> Bloc de texte:
_____

Le problème, c’est que l’un comme l’autre arrivent bien tard ! Autant dans cette sombre histoire que sur le plateau. Voilà en effet plus d’une heure que, brechtiens comme des papes, nos acteurs-trouffions crapahutent. Passé les effets, réussis, des journalistes littéralement « aux ordres », puis des politiciens (qui auraient mieux fait de garder leurs masques, comme lors de la création en 2006), cherchant le bon slogan pour cette mauvaise guerre – comme des journalistes un bon titre –, on commence à trouver le temps long. D’autant que les décibels hard-rock de l’orchestre live – très Platoon – et les hurlements des speakers, sur fond d’explosions en Dolby, n’arrangent rien. Comment voulez-vous réfléchir avec tout ce bordel ?! Ce spectacle, pourtant, vous y invite. Que dis-je, vous somme de le faire ! Et du coup, vous assomme.

C’est dire si l’on accueille, comme un cessez-le-feu bienfaisant, la pudique prestation de Fafiole Palassio dans le rôle de l’auxiliaire Jen, tombée aux mains de l’ennemi. Une aubaine pour le « gouvernement-metteur en scène-rédac-chef », qui décide alors de monter de toutes pièces un faux sauvetage de ladite Jen, dûment filmé. Alors, enfin, commence la pièce qui, là, nous touche et nous concerne. Tout simplement parce qu’elle s’incarne en une jeune femme, blessée pour de vrai, à qui les médias infligent une seconde blessure. Morale celle-là, mais presque pire que la première : ne plus être crue, quand elle dit ce qui lui est vraiment arrivé. L’Honneur perdu de [cette] Katarina Blum * d’une guerre sans cause avouable devient alors le nôtre.

La scène où cette survivante, handicapée et désespérée (dans la réalité, Jessica Lynch avait dix-neuf ans !), ironise et propose qu’on fasse de son histoire un dessin animé est alors terrible, non seulement de vérité mais encore d’efficacité. Comme celle de l’hôpital où – les deux bras dans le plâtre –, en réapprenant à manger, elle réapprend à faire confiance. À ces moments-là, nous vibrons d’une irrépressible colère. Les acteurs ont bien travaillé : la révolte, cette fois, est bien dans la salle !

Pour ces scènes et le talent de l’actrice, il sera beaucoup pardonné à cet Embedded le reste du temps éprouvant, dans le mauvais sens du mot. On revient à notre point de départ. Oui, la dérive des médias persiste, et même empire. Non, le problème en Irak n’est plus celui que raconte Embedded. Malgré tout le respect (et il est grand) que je porte à Georges Bigot, sa mise en scène tourne hélas à vide. La pièce n’est pas assez profonde et trop datée. Le Petit Théâtre de pain, qui prête ses talents multiples à cette charge militante, n’est d’ailleurs pas en cause. C’est une troupe chaleureuse et solide. J’aurais aimé citer quelques-uns de ses membres, dans tel ou tel rôle. Mais entre les perruques, les lunettes noires, les casques et les casquettes, je m’y perds. Je saluerai ici leur bravoure et leur énergie, d’autant plus méritoires qu’anonymes.

_____

> Entrées fournies:
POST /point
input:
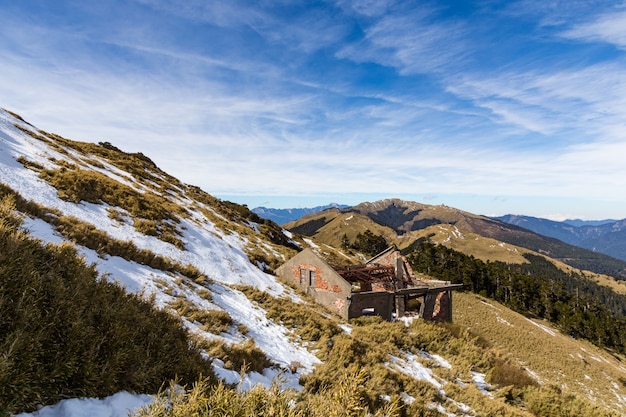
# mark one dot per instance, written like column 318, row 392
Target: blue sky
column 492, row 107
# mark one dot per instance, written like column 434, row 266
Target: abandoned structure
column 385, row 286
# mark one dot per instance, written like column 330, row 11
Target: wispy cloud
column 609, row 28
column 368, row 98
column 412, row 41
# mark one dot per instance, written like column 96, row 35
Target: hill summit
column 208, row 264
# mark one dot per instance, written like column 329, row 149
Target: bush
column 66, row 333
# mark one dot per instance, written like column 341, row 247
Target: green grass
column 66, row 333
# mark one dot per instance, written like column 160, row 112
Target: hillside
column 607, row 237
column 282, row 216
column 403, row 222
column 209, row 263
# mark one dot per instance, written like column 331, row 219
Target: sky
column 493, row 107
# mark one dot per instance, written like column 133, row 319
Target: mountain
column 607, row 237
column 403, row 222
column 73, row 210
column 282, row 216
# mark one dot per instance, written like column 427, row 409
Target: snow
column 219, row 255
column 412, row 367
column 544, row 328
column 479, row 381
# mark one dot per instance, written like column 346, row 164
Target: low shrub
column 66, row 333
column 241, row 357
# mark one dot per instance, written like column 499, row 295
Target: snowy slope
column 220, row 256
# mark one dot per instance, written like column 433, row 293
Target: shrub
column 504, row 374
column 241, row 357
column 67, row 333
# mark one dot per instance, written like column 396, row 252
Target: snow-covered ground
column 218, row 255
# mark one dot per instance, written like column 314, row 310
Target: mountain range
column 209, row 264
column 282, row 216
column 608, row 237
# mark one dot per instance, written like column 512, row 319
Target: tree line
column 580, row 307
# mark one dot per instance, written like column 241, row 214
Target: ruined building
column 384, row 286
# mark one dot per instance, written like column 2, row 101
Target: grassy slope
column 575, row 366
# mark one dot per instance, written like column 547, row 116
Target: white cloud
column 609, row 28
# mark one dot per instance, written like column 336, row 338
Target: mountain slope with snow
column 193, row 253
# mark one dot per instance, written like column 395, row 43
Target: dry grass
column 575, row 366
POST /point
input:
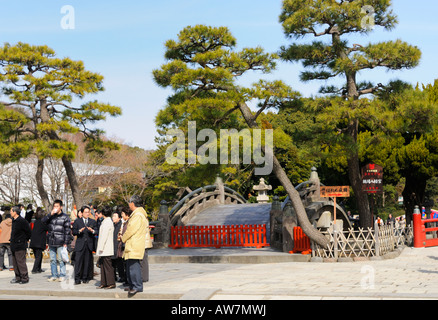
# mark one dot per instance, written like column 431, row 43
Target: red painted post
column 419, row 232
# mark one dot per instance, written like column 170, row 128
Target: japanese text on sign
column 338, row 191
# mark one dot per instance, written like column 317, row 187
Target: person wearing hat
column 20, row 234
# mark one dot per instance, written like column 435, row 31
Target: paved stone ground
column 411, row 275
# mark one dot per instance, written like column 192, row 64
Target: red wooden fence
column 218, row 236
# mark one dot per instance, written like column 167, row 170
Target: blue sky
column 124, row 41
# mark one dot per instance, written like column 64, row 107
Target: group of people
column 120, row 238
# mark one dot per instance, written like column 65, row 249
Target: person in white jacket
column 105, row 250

_____

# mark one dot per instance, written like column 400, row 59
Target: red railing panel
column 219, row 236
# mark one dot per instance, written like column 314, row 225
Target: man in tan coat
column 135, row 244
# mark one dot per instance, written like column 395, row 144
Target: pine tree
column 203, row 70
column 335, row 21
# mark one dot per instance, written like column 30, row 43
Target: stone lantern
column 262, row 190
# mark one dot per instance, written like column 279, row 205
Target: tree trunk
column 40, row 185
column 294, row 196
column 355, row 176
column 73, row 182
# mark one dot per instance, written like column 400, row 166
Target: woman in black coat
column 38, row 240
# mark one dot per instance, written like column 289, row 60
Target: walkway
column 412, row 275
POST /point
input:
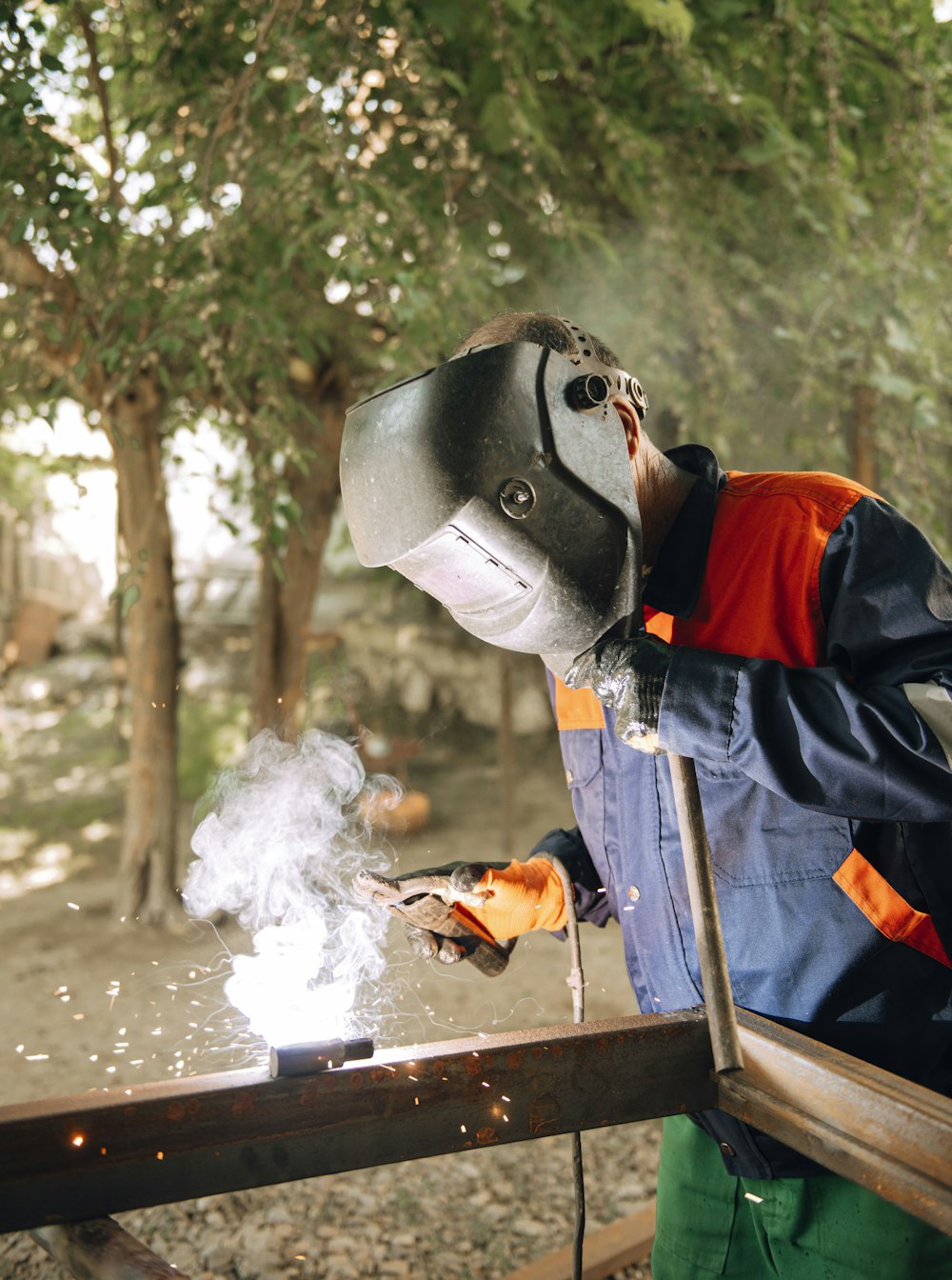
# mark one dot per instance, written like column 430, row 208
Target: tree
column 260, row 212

_____

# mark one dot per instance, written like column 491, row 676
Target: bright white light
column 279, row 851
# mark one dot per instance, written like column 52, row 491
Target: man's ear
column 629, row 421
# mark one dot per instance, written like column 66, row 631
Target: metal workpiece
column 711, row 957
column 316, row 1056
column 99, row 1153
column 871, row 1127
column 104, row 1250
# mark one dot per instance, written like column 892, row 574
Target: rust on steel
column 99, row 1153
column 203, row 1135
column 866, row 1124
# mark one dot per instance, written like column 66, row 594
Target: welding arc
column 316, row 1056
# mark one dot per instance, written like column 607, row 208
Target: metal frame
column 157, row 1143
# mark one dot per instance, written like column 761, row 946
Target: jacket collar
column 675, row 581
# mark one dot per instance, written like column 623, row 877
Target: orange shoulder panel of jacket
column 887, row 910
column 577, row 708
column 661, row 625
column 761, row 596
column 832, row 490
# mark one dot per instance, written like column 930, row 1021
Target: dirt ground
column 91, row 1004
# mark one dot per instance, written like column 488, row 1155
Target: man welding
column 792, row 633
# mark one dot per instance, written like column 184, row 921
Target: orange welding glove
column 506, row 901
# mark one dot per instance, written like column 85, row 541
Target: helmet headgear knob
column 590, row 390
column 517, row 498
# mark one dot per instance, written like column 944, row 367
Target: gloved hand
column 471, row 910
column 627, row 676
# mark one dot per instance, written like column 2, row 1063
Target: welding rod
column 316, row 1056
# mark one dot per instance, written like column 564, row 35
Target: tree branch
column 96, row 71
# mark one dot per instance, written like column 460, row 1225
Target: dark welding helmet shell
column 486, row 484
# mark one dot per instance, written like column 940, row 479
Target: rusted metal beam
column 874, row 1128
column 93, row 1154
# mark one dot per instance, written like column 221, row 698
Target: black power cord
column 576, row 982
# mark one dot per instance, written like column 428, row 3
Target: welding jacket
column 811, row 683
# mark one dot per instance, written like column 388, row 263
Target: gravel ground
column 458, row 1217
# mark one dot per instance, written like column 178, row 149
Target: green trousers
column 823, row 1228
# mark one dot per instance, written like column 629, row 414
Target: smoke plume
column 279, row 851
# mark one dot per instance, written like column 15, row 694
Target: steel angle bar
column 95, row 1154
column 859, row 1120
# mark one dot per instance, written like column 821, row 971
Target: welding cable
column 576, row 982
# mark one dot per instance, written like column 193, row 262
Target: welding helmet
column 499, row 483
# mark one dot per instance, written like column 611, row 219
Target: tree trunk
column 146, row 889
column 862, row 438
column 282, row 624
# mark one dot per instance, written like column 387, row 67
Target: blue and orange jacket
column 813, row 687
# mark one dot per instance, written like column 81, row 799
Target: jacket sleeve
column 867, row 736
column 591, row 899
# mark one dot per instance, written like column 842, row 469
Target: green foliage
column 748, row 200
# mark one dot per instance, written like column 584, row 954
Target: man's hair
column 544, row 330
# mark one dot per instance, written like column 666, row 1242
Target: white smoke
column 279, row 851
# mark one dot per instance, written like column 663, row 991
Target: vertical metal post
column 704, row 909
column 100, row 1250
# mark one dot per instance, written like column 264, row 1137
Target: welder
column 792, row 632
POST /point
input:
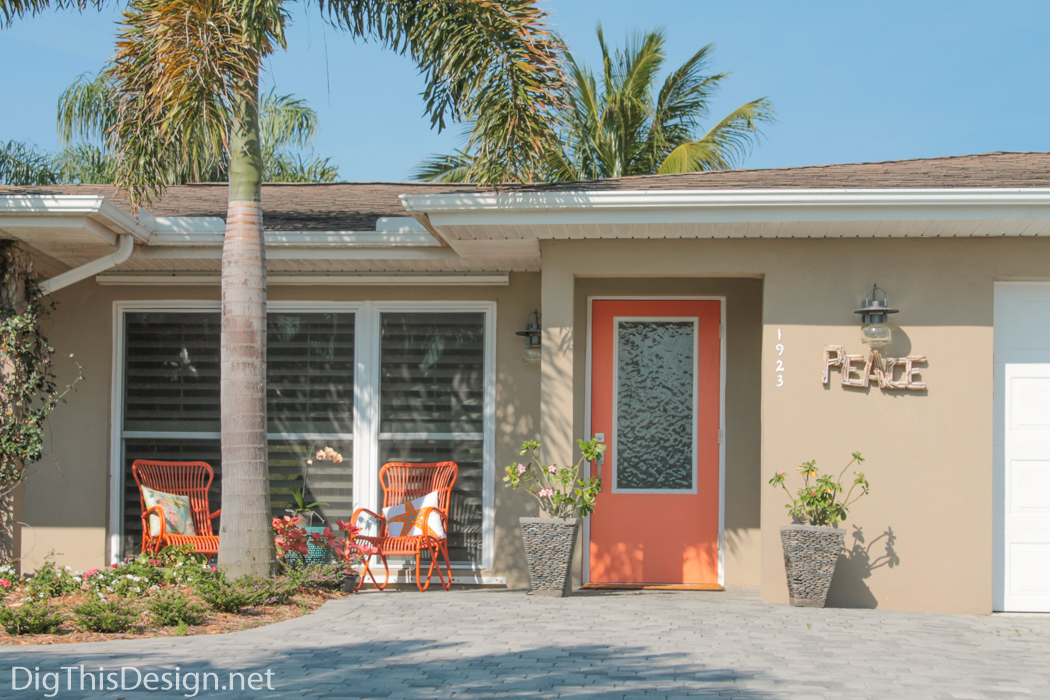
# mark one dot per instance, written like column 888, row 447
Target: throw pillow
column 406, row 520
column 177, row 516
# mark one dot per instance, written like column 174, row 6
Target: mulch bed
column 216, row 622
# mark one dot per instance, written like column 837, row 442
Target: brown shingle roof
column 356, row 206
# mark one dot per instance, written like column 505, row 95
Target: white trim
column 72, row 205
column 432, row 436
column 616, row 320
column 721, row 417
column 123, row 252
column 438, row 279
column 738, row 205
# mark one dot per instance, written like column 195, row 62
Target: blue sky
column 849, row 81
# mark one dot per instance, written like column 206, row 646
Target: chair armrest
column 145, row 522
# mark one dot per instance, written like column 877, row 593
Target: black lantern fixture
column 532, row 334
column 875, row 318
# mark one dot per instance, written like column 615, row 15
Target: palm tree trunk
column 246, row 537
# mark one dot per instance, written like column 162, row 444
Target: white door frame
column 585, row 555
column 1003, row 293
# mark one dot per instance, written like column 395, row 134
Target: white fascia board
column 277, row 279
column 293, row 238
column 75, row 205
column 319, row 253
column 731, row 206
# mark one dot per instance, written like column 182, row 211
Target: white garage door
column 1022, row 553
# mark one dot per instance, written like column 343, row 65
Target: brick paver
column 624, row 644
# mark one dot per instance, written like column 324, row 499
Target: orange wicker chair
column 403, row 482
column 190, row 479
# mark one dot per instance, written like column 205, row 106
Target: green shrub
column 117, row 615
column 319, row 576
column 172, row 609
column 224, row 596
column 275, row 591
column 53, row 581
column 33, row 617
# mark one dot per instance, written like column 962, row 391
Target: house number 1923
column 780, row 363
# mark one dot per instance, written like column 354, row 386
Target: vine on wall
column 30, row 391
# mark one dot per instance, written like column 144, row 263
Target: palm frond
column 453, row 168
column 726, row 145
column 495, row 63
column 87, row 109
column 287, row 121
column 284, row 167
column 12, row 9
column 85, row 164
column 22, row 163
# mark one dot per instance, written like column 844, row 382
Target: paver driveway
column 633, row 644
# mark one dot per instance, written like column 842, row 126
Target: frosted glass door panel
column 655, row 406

_____

> Énoncé:
Reproduisez à l'identique le passage de la critique de la pièce Embedded qui va de « Le problème, c’est » à « coup, vous assomme. ».

> Réponse attendue:
Le problème, c’est que l’un comme l’autre arrivent bien tard ! Autant dans cette sombre histoire que sur le plateau. Voilà en effet plus d’une heure que, brechtiens comme des papes, nos acteurs-trouffions crapahutent. Passé les effets, réussis, des journalistes littéralement « aux ordres », puis des politiciens (qui auraient mieux fait de garder leurs masques, comme lors de la création en 2006), cherchant le bon slogan pour cette mauvaise guerre – comme des journalistes un bon titre –, on commence à trouver le temps long. D’autant que les décibels hard-rock de l’orchestre live – très Platoon – et les hurlements des speakers, sur fond d’explosions en Dolby, n’arrangent rien. Comment voulez-vous réfléchir avec tout ce bordel ?! Ce spectacle, pourtant, vous y invite. Que dis-je, vous somme de le faire ! Et du coup, vous assomme.